##### Record set #####

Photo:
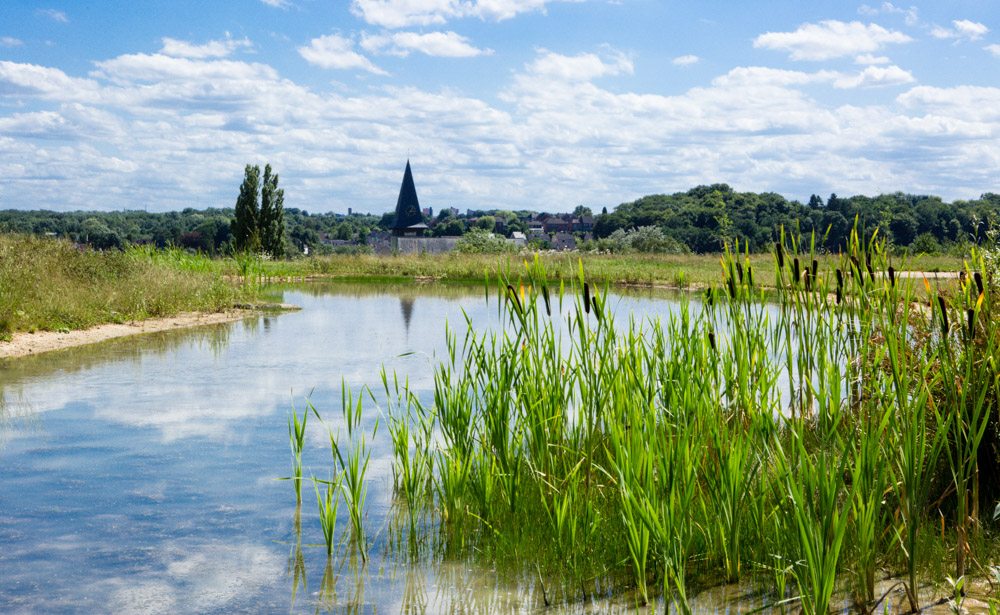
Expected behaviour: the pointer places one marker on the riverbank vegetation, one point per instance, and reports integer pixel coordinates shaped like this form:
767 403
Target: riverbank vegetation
53 285
809 448
701 220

#####

Return every record above exactly as written, but drop the pictures.

Result below:
Photo:
Expected behaviour: the pointer places one marker on the riverbank vegetation, one point per instance, and reports integer pixel coordinates shaped like this form:
767 403
Target: riverbank vegetation
53 285
809 448
701 220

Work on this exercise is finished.